Problem to solve ::
Can you give all the records again without altering a single character?

# # #

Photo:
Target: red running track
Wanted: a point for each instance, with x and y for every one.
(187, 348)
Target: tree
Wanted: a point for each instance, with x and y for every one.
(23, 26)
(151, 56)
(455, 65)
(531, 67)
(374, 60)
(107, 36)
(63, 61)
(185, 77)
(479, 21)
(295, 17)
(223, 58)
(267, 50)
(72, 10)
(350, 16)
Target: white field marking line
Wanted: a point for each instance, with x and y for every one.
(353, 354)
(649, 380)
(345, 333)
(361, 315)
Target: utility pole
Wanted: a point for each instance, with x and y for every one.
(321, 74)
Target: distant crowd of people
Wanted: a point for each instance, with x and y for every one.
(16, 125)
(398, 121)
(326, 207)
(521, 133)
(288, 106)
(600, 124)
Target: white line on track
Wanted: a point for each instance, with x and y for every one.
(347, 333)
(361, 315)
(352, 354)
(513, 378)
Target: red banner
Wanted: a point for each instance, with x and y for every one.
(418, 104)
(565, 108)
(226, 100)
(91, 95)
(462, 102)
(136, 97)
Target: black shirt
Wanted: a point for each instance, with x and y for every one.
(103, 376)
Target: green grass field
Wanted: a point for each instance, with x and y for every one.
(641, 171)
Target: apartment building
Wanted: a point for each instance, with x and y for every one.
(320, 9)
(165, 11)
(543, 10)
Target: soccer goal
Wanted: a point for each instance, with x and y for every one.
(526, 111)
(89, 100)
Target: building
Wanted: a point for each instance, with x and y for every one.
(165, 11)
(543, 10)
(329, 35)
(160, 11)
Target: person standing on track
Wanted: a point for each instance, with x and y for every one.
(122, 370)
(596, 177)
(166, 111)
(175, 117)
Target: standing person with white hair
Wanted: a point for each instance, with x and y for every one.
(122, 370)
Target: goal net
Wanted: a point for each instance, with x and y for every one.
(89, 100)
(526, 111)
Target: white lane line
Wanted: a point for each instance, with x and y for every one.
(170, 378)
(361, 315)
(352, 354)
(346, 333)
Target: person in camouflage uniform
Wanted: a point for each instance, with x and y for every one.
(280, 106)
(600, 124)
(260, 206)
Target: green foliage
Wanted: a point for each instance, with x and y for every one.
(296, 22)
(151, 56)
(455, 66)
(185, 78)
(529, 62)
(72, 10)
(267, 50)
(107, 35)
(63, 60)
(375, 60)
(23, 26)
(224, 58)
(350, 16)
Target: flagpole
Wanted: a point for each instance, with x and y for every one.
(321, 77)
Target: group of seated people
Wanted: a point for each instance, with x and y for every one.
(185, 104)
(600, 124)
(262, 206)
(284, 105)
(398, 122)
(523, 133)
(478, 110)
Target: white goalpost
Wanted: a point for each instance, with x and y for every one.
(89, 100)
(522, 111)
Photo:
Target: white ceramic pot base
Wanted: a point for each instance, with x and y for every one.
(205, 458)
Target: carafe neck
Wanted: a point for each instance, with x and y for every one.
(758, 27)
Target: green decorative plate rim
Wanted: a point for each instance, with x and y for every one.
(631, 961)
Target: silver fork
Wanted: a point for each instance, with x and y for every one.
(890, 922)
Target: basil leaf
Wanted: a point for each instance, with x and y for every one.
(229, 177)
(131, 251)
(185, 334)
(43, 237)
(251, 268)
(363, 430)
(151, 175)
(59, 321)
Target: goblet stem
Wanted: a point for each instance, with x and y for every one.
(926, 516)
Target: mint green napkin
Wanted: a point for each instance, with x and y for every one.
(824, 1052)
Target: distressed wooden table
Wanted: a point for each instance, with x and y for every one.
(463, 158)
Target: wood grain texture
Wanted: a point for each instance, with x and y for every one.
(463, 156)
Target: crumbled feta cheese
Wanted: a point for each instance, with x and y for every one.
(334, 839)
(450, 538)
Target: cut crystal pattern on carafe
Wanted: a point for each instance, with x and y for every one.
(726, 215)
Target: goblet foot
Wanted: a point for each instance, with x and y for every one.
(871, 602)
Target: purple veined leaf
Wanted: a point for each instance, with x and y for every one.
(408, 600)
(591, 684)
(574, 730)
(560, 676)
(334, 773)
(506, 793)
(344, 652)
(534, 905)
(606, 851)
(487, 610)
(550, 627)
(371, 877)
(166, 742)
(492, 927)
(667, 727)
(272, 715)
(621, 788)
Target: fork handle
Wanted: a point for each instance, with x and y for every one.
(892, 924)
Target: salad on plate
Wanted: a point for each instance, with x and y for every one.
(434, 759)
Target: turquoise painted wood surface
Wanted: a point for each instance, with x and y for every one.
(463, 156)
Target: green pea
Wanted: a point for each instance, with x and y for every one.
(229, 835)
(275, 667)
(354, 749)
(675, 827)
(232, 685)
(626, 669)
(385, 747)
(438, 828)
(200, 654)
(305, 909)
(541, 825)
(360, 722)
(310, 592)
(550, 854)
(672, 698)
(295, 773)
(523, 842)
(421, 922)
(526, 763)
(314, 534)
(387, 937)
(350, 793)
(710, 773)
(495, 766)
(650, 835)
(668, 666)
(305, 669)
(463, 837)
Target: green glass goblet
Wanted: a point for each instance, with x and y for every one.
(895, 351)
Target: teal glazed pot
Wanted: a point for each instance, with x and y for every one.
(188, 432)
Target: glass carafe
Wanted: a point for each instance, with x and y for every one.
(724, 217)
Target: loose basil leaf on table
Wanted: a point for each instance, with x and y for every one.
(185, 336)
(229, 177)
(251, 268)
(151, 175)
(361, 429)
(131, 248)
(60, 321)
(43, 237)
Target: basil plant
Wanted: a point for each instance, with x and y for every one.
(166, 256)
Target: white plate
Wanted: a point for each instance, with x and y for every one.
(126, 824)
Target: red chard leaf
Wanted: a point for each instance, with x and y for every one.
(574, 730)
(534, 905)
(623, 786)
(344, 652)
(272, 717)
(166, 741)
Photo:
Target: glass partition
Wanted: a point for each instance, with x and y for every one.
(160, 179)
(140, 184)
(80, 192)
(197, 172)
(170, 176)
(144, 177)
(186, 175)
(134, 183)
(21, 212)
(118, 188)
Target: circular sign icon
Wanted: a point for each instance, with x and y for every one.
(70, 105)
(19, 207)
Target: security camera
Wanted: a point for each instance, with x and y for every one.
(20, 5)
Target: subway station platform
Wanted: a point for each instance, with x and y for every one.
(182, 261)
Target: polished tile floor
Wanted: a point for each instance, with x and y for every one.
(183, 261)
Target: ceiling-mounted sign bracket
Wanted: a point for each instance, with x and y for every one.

# # #

Solved exercise ::
Photo:
Target: red running track
Wanted: a point for each instance, with x and y for every one.
(187, 348)
Target: tree
Wanted: a point for each instance, with x and y for every one.
(23, 26)
(151, 56)
(455, 65)
(531, 67)
(374, 60)
(107, 36)
(63, 61)
(185, 77)
(479, 21)
(295, 17)
(223, 58)
(267, 50)
(72, 10)
(350, 16)
Target: white field marking line
Wanted: a point for each instance, with x and y for every one.
(353, 354)
(649, 380)
(345, 333)
(361, 315)
Target: utility pole
Wanted: a point for each instance, with x and y for every one.
(321, 74)
Target: distant crowd of people
Wanted: a point for each instance, with x and y for every one.
(16, 125)
(398, 121)
(326, 207)
(521, 133)
(288, 106)
(600, 124)
Target: white line on track
Wanted: a point for each instance, with x and y for every one.
(347, 333)
(361, 315)
(352, 354)
(513, 378)
Target: red banner
Wanted: a point for each instance, with x and y for every one.
(418, 104)
(565, 108)
(226, 100)
(91, 95)
(462, 102)
(136, 97)
Target: black shirt
Wanted: a point for each instance, with x and y for every one.
(103, 376)
Target: green grass field
Wanted: a point for each instance, with x and y for every one.
(641, 171)
Target: apartment building
Wanted: a point for each instance, with x and y for every one.
(320, 9)
(165, 11)
(543, 10)
Target: soccer goal
Wanted: a point for each instance, with x and y for every one.
(526, 111)
(89, 100)
Target: building
Wanted: a point for each instance, with x and y for every one.
(165, 11)
(543, 10)
(329, 35)
(160, 11)
Target: person standing on track
Wanted: a point for each instance, with x and y for every one.
(122, 370)
(596, 177)
(166, 111)
(175, 117)
Target: standing person with white hair
Wanted: a point for each instance, with x and y for every one.
(122, 370)
Target: goal net
Wanted: a point for each instance, with x and y for every one.
(89, 100)
(526, 111)
Target: white lane line
Wanted: a point for each instance, with x and y for every one.
(170, 378)
(361, 315)
(352, 354)
(346, 333)
Target: person in camouflage uniform
Wanted: a point for each instance, with x and y for every one.
(280, 106)
(600, 124)
(260, 206)
Target: green foliage
Wanted: a point for each instance, with x and y for every one.
(296, 22)
(151, 56)
(455, 66)
(185, 78)
(529, 62)
(72, 10)
(267, 50)
(107, 35)
(63, 60)
(375, 60)
(23, 26)
(224, 58)
(350, 16)
Target: flagpole
Wanted: a point for each instance, with x and y for every one.
(321, 77)
Target: group of seated people
Wanted: a point for each instance, with x and y for every one.
(185, 104)
(600, 124)
(262, 206)
(284, 105)
(398, 122)
(523, 133)
(478, 110)
Target: white goalpost
Wanted: a point for each instance, with x and y for every one.
(89, 100)
(522, 111)
Photo:
Target: white ceramic pot base
Wanted: a point for each instance, with x and y for every one.
(205, 458)
Target: carafe neck
Wanted: a point for each instance, with x and y for every one.
(758, 27)
Target: green decorative plate rim
Wanted: a point for each instance, with x and y for every one.
(631, 961)
Target: silver fork
Wanted: a point for each instance, with x and y for every one.
(890, 922)
Target: basil leaf
Wanted: a point for each instance, with x and y for every one.
(229, 177)
(131, 251)
(185, 334)
(43, 237)
(251, 268)
(363, 430)
(151, 175)
(59, 321)
Target: goblet stem
Wanted: a point for each instance, with x and y for every one.
(926, 516)
Target: mint green napkin
Wanted: a point for each instance, with x and y for every one.
(824, 1052)
Target: distressed wooden table
Wanted: a point for each instance, with x and y for every one.
(463, 158)
Target: wood grain texture
Wanted: a point for each instance, with x and y for every one.
(463, 156)
Target: crumbled feta cheese
Wanted: a point for each instance, with x and y for every one.
(334, 839)
(450, 538)
Target: cut crystal pattern on carafe
Wanted: a point for each instance, with x and y for every one.
(726, 215)
Target: goblet foot
Wanted: a point for each instance, with x and y for every one.
(871, 602)
Target: purple veined leaf
Wanted: a point for each instance, with x and y for every one.
(408, 600)
(591, 684)
(574, 730)
(560, 676)
(334, 773)
(506, 793)
(344, 652)
(534, 905)
(606, 851)
(487, 610)
(550, 627)
(371, 877)
(166, 742)
(492, 927)
(667, 727)
(272, 715)
(621, 788)
Target: fork handle
Wanted: a point for each instance, with x and y for every one.
(892, 924)
Target: salad on plate
Wanted: a point for each instance, with x and y for every one.
(434, 759)
Target: turquoise painted wood surface
Wanted: a point for each instance, with x and y for every one.
(463, 156)
Target: green pea
Wanted: a point for each instance, with x and y for every one.
(229, 835)
(275, 667)
(354, 749)
(675, 827)
(232, 685)
(626, 669)
(385, 747)
(438, 828)
(200, 654)
(305, 909)
(541, 825)
(360, 722)
(310, 592)
(550, 854)
(672, 698)
(295, 773)
(523, 842)
(421, 922)
(526, 763)
(314, 534)
(387, 937)
(350, 793)
(710, 773)
(495, 766)
(650, 835)
(668, 666)
(305, 669)
(463, 837)
Target: green glass goblet
Wanted: a point for each instance, with x and y for every one.
(895, 351)
Target: teal glazed pot
Wanted: a point for each instance, with x and y for every one.
(188, 432)
Target: glass carafe
Wanted: a point for each instance, with x and y for every one.
(724, 217)
Target: loose basil leaf on table
Wanted: a point for each instance, with x and y for every one.
(185, 336)
(229, 177)
(251, 268)
(151, 175)
(361, 429)
(131, 248)
(60, 321)
(43, 237)
Target: basil plant
Wanted: a point for each instance, with x and y for every one.
(166, 256)
Target: white plate
Wanted: a point for each instance, with x and y for every one.
(126, 824)
Target: red chard leaf
Wanted: a point for each instance, with x and y for every one.
(574, 730)
(534, 905)
(623, 786)
(344, 652)
(272, 717)
(166, 741)
Photo:
Target: glass partition
Wanted: a point for each instance, with x and y for every one.
(160, 179)
(140, 184)
(80, 192)
(197, 172)
(170, 176)
(144, 177)
(186, 175)
(134, 183)
(21, 212)
(118, 188)
Target: circular sign icon
Wanted: a point for each instance, with x and y for every one.
(70, 105)
(19, 207)
Target: security camera
Wanted: a point for each instance, with x and y for every one.
(20, 5)
Target: subway station platform
Wanted: a point for each instance, with x and y for every one.
(182, 261)
Target: polished tile floor
Wanted: a point for each instance, with x and y for every one.
(183, 261)
Target: ceiling-mounted sign bracket
Wanted: a point for each instance, with x and y for every one.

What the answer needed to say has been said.